_WHAT NEEDS TO BE DONE_:
Would you restate the entries below exactly, keeping every line?

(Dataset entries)
────────

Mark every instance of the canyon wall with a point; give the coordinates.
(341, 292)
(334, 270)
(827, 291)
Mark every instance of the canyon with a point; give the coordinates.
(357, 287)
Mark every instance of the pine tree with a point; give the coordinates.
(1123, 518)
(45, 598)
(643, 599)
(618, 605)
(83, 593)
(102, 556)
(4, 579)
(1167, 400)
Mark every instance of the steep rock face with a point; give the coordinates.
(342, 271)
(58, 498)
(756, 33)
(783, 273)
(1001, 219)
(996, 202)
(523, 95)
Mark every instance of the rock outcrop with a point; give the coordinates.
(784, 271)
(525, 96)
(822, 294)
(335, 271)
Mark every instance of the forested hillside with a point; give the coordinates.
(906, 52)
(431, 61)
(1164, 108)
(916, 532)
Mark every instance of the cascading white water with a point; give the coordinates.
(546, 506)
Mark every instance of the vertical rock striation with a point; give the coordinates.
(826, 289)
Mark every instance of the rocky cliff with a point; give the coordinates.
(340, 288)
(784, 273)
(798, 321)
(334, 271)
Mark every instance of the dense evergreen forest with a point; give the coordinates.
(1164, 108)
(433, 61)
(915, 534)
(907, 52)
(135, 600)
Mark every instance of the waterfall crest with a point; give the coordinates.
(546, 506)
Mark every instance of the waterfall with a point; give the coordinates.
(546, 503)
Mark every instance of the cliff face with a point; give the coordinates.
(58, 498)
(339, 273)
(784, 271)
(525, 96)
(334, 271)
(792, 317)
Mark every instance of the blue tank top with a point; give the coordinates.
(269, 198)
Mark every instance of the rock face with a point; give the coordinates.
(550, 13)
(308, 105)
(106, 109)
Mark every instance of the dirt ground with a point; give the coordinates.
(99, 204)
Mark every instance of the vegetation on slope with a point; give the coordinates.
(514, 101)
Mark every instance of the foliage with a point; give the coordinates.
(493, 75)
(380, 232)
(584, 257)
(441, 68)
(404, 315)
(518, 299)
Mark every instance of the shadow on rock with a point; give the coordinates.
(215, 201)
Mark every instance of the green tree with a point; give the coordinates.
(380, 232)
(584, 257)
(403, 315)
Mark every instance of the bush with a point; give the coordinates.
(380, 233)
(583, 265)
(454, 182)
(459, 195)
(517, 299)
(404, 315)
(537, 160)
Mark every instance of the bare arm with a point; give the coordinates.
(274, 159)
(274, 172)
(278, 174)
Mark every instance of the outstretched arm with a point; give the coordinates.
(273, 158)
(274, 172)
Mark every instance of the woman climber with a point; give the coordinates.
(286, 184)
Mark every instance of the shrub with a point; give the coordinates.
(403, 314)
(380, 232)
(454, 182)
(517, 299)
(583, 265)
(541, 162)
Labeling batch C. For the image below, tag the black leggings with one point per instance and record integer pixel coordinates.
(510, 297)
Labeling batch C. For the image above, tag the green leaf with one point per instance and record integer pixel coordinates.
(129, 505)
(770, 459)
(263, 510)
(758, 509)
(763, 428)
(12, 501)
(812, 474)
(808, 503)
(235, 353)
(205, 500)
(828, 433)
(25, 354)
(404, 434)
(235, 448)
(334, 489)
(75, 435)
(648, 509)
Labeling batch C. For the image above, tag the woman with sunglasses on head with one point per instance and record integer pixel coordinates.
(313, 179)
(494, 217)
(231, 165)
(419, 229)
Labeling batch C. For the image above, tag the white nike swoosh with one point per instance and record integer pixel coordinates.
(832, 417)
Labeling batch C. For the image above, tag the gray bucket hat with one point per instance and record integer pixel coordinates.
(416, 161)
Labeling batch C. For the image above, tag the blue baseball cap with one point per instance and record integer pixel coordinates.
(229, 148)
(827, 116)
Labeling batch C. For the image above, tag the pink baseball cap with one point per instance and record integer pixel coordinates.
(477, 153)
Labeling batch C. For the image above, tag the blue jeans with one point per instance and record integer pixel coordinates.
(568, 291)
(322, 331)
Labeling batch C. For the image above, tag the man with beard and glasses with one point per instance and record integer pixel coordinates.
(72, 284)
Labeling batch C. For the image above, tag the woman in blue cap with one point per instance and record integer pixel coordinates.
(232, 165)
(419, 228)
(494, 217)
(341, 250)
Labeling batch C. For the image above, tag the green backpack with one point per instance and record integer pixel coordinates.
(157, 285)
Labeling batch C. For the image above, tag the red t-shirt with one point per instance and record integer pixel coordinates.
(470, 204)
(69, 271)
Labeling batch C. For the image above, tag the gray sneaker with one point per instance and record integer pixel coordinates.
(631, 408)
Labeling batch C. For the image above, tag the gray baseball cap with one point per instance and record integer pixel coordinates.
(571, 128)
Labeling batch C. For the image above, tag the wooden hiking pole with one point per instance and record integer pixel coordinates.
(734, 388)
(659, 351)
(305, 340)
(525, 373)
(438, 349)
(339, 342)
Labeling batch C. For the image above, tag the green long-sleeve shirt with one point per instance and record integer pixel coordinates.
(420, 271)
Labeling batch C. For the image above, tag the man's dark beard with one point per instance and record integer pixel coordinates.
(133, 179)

────────

_REPLY_:
Mark every instance of the canyon wall with a point; give the coordinates.
(341, 292)
(334, 270)
(827, 291)
Mark every instance of the canyon with a point; give the coordinates.
(357, 287)
Mark every instance of the pine tree with a point; give the coordinates.
(1123, 518)
(45, 598)
(643, 599)
(618, 605)
(83, 593)
(102, 556)
(4, 579)
(1167, 400)
Mark every instance of the steep rock face with a point; give the coordinates.
(342, 271)
(58, 498)
(756, 33)
(783, 273)
(1001, 219)
(996, 202)
(523, 95)
Mark every instance of the rock outcrop with a point; give the coordinates.
(784, 271)
(525, 96)
(822, 294)
(335, 271)
Mark every instance of the forested hillside with a point; give the coordinates.
(906, 52)
(431, 61)
(1164, 108)
(916, 532)
Mark every instance of the cascading white water with a point; give the coordinates.
(546, 506)
Mark every instance of the vertical rock striation with a point; give the coordinates.
(826, 289)
Mark every instance of the rocky cliff with a point; give the coordinates.
(340, 288)
(784, 273)
(798, 321)
(334, 271)
Mark every instance of the dense evergreen forest with a point; give the coordinates.
(1164, 108)
(433, 61)
(915, 534)
(907, 52)
(135, 600)
Mark every instance of the waterfall crest with a point; give the coordinates.
(546, 506)
Mark every instance of the waterfall with a point; give the coordinates.
(546, 503)
Mark every instance of the cliff face with a point; give the coordinates.
(58, 498)
(339, 273)
(784, 271)
(525, 96)
(334, 271)
(792, 317)
Mark every instance of the blue tank top with a point; give the coordinates.
(269, 198)
Mark every instance of the rock face with a point; give the coordinates.
(550, 13)
(308, 105)
(106, 109)
Mark every instance of the dirt ground with a point; give the coordinates.
(99, 204)
Mark every instance of the vegetation on slope with a point; give the coordinates.
(514, 101)
Mark every instance of the foliage with a point; give the coordinates.
(493, 75)
(380, 232)
(584, 257)
(441, 68)
(404, 315)
(518, 299)
Mark every instance of the shadow on rock with a point; give the coordinates.
(215, 201)
Mark every instance of the green tree with a point; give the coordinates.
(380, 232)
(584, 257)
(403, 315)
Mark every instance of the bush with a point; give the coordinates.
(380, 233)
(583, 265)
(454, 182)
(459, 195)
(517, 299)
(404, 315)
(537, 160)
Mark every instance of the bare arm with a point; give the coordinates.
(274, 159)
(274, 172)
(278, 174)
Mark every instance of the outstretched arm with a point; give the coordinates.
(273, 158)
(274, 172)
Mark every instance of the woman climber with a point; give the coordinates.
(286, 184)
Mark every instance of the shrub with a point; give the coordinates.
(403, 314)
(380, 232)
(454, 182)
(517, 299)
(583, 265)
(541, 162)
Labeling batch C. For the image below, tag the black leggings with one point per instance and record integer pixel coordinates.
(510, 297)
Labeling batch C. For the image above, tag the green leaf with one point per instance and record integer pixel coordinates.
(129, 505)
(770, 459)
(263, 510)
(758, 509)
(763, 428)
(12, 501)
(812, 474)
(808, 503)
(235, 353)
(205, 500)
(828, 433)
(25, 354)
(404, 434)
(235, 448)
(334, 489)
(75, 435)
(648, 509)
Labeling batch C. For the image above, tag the woman with sunglasses on head with one point per instance and record integer pixel coordinates.
(313, 179)
(494, 217)
(231, 165)
(419, 229)
Labeling batch C. For the image above, tag the white nike swoosh with one point per instance and record integer pixel coordinates.
(832, 417)
Labeling batch C. For the image above, tag the gray bucket hat with one point per instance and record integer pixel coordinates.
(416, 161)
Labeling batch C. For the image above, tag the blue baseball cap with one point per instance and record integer pixel coordinates.
(229, 148)
(827, 116)
Labeling batch C. For the image above, tag the pink baseball cap with one point per instance and record integer pixel coordinates.
(477, 153)
Labeling batch C. For the image above, tag the blue jeans with one point per instance and record integer pixel coordinates.
(568, 291)
(322, 331)
Labeling batch C. For the image above, tag the man with beard and glasses with one point per instance and record integer pixel coordinates.
(72, 284)
Labeling batch C. For the image above, tag the woman in blue cap with one point per instance and record integer pixel coordinates.
(232, 165)
(419, 228)
(494, 217)
(341, 250)
Labeling batch C. For the image above, tag the green backpack with one point per instance and record integer pixel coordinates.
(157, 285)
Labeling batch C. For the image above, tag the red t-shirt with one point per instance and record integer pixel coordinates.
(470, 204)
(69, 271)
Labeling batch C. For the image above, tag the gray sneaker with one point per instance and record integer pixel coordinates.
(631, 408)
Labeling batch C. For the image above, tag the gray baseball cap with one point per instance and record integer pixel coordinates.
(571, 128)
Labeling batch C. For the image above, tag the wooden hiking pole with one point per instance and record integer pixel coordinates.
(734, 388)
(659, 351)
(305, 340)
(525, 373)
(438, 349)
(339, 342)
Labeling batch C. For the image above, tag the green long-sleeve shirt with one point per instance and record integer pixel coordinates.
(420, 271)
Labeling batch C. For the image above, tag the man's dark beard with one point per instance and record integer pixel coordinates.
(133, 179)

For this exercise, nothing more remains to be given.